• **What you are asked to do**: Substitute "nonzero" for "even-odd" wherever it occurs in the entries below, and reproduce them with nothing else altered, omitting the image lines from your output.

Image boundary annotation data
*****
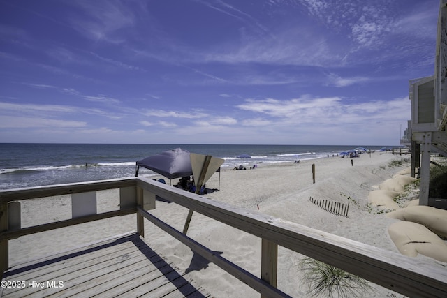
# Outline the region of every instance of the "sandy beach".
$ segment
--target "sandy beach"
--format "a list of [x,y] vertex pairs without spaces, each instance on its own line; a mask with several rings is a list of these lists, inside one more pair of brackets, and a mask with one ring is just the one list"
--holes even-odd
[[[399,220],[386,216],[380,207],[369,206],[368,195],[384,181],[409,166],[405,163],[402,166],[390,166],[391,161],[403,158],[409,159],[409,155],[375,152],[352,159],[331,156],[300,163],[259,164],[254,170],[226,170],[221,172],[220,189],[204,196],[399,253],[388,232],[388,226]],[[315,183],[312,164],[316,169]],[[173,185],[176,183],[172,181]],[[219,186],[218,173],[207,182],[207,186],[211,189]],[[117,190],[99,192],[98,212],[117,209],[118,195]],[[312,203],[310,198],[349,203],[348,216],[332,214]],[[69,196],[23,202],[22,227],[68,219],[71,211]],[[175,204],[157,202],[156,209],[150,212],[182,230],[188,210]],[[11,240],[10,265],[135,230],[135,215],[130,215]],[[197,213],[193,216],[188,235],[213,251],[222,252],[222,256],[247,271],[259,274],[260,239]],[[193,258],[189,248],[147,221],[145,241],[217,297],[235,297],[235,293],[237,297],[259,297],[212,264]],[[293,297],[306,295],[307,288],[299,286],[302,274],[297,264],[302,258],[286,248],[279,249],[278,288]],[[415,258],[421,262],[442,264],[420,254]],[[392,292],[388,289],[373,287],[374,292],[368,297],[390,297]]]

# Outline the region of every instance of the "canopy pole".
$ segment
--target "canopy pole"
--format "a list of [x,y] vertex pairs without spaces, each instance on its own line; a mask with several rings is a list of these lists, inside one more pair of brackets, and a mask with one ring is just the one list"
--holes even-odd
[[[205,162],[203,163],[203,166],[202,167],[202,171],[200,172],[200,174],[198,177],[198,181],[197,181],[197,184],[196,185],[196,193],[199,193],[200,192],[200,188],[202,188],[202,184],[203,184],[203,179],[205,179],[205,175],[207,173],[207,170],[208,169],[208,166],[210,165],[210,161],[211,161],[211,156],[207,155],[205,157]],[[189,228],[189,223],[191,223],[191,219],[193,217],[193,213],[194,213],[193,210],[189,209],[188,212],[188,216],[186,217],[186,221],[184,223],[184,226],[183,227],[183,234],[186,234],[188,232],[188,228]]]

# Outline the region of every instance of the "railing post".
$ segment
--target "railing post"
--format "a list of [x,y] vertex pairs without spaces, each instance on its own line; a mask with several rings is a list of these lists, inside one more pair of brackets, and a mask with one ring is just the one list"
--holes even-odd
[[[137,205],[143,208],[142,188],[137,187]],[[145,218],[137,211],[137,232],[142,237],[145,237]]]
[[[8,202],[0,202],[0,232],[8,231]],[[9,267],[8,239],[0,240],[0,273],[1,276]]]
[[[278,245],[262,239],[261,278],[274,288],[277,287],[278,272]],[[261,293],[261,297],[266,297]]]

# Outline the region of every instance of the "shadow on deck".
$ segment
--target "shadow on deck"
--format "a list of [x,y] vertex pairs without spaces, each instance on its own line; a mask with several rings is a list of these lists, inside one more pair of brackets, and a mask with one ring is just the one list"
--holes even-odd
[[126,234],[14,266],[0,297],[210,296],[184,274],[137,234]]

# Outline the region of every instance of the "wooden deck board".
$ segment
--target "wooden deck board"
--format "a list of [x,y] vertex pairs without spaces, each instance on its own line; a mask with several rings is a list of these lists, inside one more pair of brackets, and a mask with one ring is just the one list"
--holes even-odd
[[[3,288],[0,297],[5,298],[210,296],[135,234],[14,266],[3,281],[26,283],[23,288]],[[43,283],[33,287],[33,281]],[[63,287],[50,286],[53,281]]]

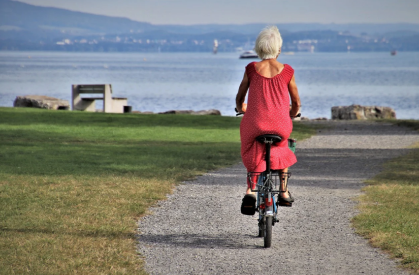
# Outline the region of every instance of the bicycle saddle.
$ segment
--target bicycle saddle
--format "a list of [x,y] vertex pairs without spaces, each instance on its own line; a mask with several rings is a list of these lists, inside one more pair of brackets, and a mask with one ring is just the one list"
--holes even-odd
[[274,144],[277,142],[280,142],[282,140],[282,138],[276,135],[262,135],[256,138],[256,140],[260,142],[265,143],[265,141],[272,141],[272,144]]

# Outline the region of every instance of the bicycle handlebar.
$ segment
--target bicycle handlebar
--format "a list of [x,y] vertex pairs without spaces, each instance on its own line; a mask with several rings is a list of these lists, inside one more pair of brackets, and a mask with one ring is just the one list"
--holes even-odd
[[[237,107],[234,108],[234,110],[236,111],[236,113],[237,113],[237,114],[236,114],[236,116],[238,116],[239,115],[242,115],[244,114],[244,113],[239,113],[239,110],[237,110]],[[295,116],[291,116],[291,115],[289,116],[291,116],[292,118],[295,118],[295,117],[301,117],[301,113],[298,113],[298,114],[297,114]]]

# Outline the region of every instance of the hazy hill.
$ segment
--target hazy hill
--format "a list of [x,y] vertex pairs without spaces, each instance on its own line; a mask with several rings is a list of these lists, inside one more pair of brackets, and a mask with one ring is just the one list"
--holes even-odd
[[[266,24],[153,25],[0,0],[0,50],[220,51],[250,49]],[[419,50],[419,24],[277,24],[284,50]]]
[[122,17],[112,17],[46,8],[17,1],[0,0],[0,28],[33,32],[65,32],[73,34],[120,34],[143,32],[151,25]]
*****
• **Result**:
# Outline the region of every instance of the "sandy beach".
$ segment
--target "sandy beach"
--format "a list of [x,y] vertex pairs without spaces, each instance on its own line; a mask with several rings is a list of these lists, inside one more pair of brackets, and a mask with one ring is just the one list"
--holes nonzero
[[[399,220],[386,216],[380,207],[369,206],[368,195],[384,181],[409,166],[405,163],[402,166],[390,166],[391,161],[403,158],[409,159],[409,155],[375,152],[352,159],[331,156],[300,163],[259,164],[254,170],[226,170],[221,172],[220,189],[204,196],[399,253],[388,232],[388,226]],[[315,183],[312,164],[316,169]],[[173,185],[176,183],[172,181]],[[219,186],[218,173],[207,182],[207,186],[211,189]],[[117,190],[99,192],[98,212],[117,209],[118,195]],[[312,203],[310,198],[349,203],[348,216],[332,214]],[[69,196],[23,202],[22,227],[68,219],[71,211]],[[175,204],[157,202],[156,209],[150,212],[182,230],[188,210]],[[11,240],[10,265],[135,230],[135,215],[130,215]],[[197,213],[193,216],[188,235],[213,251],[222,252],[222,256],[247,271],[259,274],[260,239]],[[193,258],[189,248],[147,221],[145,241],[217,297],[235,297],[235,293],[237,297],[259,297],[212,264]],[[293,297],[306,295],[307,288],[299,286],[302,274],[297,264],[302,258],[286,248],[279,249],[278,288]],[[415,258],[421,262],[442,264],[420,254]],[[392,292],[388,289],[373,287],[374,292],[368,297],[390,297]]]

# Outline the region of every instance of the "canopy pole".
$ segment
--target "canopy pole"
--format "a list of [x,y] vertex pairs without spaces, each instance on its own line; a mask with several rings is a list of these lists, inside one more pair of brackets, and a mask with one ring is just the one list"
--holes nonzero
[[[205,162],[203,163],[203,166],[202,167],[202,171],[200,172],[200,174],[198,177],[198,181],[197,181],[197,184],[196,185],[196,193],[199,193],[200,192],[200,188],[202,188],[202,184],[203,184],[203,179],[205,179],[205,175],[207,173],[207,170],[208,169],[208,166],[210,165],[210,161],[211,161],[211,156],[207,155],[205,157]],[[189,228],[189,223],[191,223],[191,219],[193,217],[193,213],[194,213],[193,210],[189,209],[188,212],[188,216],[186,217],[186,221],[184,223],[184,226],[183,227],[183,234],[186,234],[188,232],[188,228]]]

# Outline the region of every instance of the "railing post".
$ segment
--target "railing post"
--format "a list of [x,y] vertex pairs without spaces, each instance on its own line; a mask with several rings is a list of these lists, inside one more pair of brackets, and a mask with one ring is just the one list"
--holes nonzero
[[[137,205],[143,208],[142,188],[137,187]],[[145,218],[137,211],[137,232],[142,237],[145,237]]]
[[[8,202],[0,202],[0,232],[8,231]],[[9,267],[8,239],[0,240],[0,273],[1,276]]]
[[[278,245],[262,239],[261,278],[274,288],[277,287],[278,272]],[[261,293],[261,297],[266,297]]]

# Outline the region of every instance of the "shadow on deck".
$ segment
--target "shadow on deck"
--format "a list of [x,y] vertex pairs without spaces, each instance on its own line; a mask with several rings is a list of these lists, inside one more pair of brackets, and a mask with one ring is just the one list"
--holes nonzero
[[126,234],[14,266],[0,297],[210,296],[184,274],[137,234]]

# Outline the region of every instance of the "wooden deck board".
$ segment
--target "wooden deck board"
--format "a list of [x,y] vertex pairs without spaces, each instance on its own line; a mask with several rings is a list of these lists, inside one more pair of brackets, and a mask with one ring is just the one list"
--holes nonzero
[[[3,288],[0,297],[5,298],[210,296],[135,234],[14,266],[3,281],[26,283],[23,288]],[[43,283],[33,287],[33,281]],[[63,287],[50,286],[53,281]]]

# Outline the region of every instance of the bicycle saddle.
$ segment
--target bicycle saddle
--format "a list of [x,y] vertex pairs without spaces, each instance on its own line; a mask with several rings is a list of these lists, inside one more pair of brackets, and a mask with one ring is just the one list"
--holes nonzero
[[274,144],[277,142],[280,142],[282,140],[282,138],[276,135],[262,135],[256,138],[256,140],[260,142],[265,143],[265,141],[272,141],[272,144]]

# Outline the region of every instance of the bicycle handlebar.
$ segment
--target bicycle handlebar
--format "a list of [x,y] vertex pairs without spaces, each instance on its own line; a mask with several rings is a list of these lists, inside one more pair of brackets, and a mask with one ring is just the one list"
--holes nonzero
[[[237,107],[234,108],[234,110],[236,111],[236,113],[237,113],[237,114],[236,114],[236,116],[238,116],[239,115],[242,115],[244,114],[244,113],[239,113],[239,110],[237,110]],[[295,116],[291,116],[291,115],[289,116],[291,116],[292,118],[295,118],[295,117],[301,117],[301,113],[298,113],[298,114],[297,114]]]

# Outline the region of every instance of the hazy hill.
$ segment
--target hazy hill
--format "a list of [x,y] vertex pairs without spaces, each instance on its own line; a mask with several rings is a list of these lists, inside one more pair of brackets, and a mask with one ring is just the one list"
--holes nonzero
[[[266,24],[153,25],[0,0],[0,50],[220,51],[250,49]],[[419,50],[419,24],[277,24],[284,50]]]
[[122,17],[112,17],[46,8],[17,1],[0,0],[0,28],[33,32],[65,32],[73,34],[120,34],[143,32],[151,25]]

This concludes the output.